=== Section Start ===

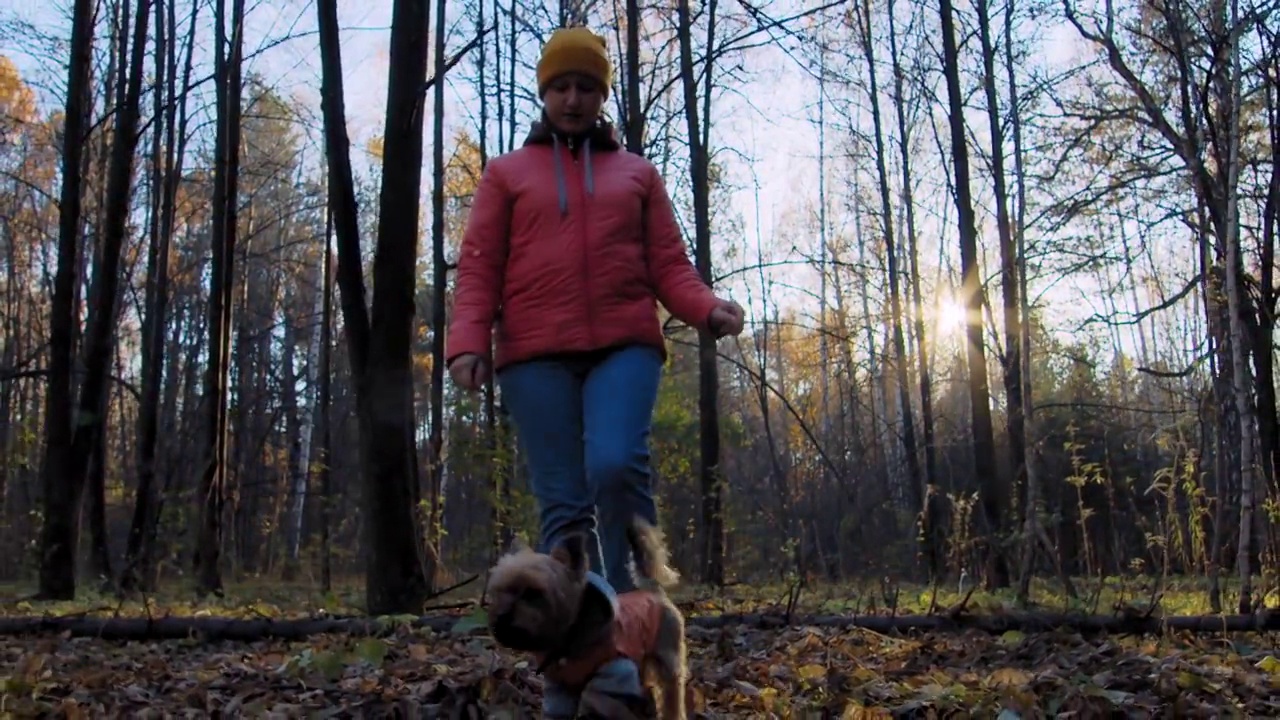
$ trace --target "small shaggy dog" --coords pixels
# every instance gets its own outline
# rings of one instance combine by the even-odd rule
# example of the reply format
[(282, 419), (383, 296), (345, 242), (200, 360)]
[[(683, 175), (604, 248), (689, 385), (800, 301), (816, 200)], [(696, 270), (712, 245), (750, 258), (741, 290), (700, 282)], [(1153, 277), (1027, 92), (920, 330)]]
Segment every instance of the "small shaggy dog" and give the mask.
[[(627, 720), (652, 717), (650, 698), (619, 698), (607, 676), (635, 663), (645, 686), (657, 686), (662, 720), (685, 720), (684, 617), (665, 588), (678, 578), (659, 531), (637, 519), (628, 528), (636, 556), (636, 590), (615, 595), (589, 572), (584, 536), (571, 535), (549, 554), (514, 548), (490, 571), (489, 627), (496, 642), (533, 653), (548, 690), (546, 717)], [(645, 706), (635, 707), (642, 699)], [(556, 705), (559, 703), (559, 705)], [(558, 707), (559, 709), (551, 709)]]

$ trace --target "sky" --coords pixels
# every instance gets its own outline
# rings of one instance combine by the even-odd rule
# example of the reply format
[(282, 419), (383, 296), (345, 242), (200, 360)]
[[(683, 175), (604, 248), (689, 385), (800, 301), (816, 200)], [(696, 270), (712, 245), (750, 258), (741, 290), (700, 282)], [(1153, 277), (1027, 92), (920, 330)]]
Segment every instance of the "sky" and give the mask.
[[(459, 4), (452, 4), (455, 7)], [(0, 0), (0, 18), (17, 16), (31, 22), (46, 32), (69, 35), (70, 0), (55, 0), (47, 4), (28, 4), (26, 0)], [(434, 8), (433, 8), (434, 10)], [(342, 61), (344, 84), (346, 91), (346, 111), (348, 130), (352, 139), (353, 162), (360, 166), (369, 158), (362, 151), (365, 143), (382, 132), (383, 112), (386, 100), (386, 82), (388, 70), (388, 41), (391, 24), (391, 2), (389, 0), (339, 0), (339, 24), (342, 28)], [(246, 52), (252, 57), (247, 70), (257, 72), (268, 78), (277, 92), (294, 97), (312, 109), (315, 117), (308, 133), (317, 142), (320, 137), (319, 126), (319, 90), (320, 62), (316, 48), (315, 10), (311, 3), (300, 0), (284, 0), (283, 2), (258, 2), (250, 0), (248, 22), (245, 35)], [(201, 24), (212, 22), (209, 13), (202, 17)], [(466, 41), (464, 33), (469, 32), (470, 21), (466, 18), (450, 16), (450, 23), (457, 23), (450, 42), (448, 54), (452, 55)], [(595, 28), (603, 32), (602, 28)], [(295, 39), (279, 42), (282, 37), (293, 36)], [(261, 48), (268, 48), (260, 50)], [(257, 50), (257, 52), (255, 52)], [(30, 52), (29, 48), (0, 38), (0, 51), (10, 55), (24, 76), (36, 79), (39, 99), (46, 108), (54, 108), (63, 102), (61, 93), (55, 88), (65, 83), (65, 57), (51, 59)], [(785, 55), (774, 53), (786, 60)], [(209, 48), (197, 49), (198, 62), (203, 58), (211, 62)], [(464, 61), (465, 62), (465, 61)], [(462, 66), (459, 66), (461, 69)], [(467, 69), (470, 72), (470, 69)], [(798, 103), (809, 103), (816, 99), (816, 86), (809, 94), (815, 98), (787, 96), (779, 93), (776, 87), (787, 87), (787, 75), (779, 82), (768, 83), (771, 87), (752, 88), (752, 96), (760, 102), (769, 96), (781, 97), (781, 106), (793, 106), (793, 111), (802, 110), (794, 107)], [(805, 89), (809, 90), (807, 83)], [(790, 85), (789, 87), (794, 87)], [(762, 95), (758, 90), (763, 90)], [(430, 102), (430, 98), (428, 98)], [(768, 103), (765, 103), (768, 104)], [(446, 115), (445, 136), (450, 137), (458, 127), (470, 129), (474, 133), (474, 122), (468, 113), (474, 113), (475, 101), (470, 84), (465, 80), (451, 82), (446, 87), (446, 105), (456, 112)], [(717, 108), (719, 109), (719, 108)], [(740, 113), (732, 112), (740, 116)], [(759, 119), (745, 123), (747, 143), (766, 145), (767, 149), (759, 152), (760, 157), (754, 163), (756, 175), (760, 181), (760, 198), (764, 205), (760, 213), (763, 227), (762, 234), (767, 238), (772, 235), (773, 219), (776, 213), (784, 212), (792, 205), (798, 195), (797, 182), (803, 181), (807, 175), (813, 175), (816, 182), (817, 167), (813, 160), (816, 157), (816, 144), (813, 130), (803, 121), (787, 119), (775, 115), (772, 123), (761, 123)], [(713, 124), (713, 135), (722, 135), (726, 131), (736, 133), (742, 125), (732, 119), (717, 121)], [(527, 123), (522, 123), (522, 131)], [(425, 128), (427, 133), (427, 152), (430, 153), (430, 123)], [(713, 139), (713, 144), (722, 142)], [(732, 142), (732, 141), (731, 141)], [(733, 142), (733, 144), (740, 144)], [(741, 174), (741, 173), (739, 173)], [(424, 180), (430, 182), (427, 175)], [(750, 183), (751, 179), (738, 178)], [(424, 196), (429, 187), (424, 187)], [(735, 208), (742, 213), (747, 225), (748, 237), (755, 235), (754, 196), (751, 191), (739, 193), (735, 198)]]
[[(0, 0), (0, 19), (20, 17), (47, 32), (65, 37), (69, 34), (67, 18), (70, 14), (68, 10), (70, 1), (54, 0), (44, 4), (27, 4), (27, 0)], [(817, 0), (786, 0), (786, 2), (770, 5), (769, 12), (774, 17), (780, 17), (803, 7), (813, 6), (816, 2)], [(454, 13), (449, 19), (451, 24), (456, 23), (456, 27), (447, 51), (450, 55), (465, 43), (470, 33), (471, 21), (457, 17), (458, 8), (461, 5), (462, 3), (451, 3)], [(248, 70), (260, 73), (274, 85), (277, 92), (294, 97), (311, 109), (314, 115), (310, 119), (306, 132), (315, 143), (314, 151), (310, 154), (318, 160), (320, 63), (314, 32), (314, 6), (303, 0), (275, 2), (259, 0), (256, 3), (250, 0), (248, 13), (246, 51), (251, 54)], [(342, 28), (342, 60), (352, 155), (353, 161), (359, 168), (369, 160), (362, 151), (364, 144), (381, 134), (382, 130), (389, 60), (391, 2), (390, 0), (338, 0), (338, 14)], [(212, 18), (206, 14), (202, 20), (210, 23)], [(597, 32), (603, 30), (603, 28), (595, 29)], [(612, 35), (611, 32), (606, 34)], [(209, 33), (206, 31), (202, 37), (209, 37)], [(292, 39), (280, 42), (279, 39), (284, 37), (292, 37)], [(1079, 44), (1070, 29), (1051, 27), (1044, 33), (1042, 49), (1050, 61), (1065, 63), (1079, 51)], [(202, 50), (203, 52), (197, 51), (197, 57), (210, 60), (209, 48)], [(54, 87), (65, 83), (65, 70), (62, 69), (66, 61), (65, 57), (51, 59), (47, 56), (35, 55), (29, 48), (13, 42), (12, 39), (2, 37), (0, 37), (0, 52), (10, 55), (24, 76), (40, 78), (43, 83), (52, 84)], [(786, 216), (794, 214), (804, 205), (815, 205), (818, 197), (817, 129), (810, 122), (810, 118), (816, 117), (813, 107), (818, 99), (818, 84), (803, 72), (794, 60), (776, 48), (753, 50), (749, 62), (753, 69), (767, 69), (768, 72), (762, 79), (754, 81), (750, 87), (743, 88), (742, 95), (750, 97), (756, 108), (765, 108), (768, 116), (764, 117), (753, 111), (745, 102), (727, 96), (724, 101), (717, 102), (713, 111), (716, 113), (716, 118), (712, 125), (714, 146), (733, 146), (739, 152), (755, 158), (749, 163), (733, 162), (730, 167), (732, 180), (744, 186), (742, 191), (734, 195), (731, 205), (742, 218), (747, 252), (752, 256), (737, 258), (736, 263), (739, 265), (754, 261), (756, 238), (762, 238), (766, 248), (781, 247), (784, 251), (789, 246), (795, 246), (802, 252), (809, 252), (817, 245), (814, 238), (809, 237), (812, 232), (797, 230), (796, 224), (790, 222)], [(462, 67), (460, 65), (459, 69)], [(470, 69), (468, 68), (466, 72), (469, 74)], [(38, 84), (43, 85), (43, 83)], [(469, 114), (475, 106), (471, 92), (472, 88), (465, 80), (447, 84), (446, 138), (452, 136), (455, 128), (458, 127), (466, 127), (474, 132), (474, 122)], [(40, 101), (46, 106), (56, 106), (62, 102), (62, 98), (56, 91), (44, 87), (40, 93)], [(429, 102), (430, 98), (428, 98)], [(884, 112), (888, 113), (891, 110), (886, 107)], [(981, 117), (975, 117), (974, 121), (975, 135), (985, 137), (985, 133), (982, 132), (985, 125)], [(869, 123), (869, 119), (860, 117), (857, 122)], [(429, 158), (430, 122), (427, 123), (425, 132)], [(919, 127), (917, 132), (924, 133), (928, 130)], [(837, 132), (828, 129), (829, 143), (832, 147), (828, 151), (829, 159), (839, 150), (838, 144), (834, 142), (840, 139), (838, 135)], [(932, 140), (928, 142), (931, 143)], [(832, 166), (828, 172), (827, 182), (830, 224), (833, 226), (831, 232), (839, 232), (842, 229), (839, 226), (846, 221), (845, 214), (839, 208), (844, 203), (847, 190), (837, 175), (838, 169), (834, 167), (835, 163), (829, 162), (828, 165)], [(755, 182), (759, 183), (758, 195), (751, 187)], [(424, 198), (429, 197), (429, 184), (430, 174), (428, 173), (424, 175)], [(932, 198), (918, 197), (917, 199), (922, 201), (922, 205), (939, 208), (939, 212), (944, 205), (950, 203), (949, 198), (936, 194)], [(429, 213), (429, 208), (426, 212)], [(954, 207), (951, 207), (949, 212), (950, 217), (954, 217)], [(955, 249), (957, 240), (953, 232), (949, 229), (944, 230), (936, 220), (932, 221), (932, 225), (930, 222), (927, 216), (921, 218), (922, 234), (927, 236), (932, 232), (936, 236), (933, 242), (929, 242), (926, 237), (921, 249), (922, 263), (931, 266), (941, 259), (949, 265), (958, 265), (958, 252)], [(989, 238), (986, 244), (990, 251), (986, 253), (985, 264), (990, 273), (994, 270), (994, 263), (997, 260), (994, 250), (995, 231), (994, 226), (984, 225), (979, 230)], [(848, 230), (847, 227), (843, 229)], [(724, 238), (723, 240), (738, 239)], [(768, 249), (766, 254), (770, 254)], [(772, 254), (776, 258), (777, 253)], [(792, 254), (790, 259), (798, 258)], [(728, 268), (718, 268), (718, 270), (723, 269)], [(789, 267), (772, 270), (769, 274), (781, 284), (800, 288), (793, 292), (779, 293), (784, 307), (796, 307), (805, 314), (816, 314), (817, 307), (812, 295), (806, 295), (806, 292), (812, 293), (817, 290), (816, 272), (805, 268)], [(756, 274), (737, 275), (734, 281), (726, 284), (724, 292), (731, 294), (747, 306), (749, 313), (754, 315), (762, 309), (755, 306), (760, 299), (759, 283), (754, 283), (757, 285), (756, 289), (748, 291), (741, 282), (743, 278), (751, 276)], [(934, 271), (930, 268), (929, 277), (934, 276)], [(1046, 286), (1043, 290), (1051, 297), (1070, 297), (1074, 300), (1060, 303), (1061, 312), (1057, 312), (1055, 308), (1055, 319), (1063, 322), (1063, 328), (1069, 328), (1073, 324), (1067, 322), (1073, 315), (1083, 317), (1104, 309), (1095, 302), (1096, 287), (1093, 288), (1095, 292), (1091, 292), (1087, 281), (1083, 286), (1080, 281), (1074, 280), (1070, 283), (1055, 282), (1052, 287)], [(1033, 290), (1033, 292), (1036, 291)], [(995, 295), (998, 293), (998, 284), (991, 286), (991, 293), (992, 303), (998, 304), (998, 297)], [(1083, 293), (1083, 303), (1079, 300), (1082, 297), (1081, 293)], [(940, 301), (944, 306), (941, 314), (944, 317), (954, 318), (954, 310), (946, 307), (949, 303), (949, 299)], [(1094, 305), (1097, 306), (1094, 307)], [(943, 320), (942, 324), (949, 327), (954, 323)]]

=== Section End ===

> WHAT THIS TASK INVOLVES
Within the entries, find all lines that contain "target" and copy each one.

> REPLY
$ trace --target "small shaggy dog" --coords pixels
$ trace --target "sky" --coords pixels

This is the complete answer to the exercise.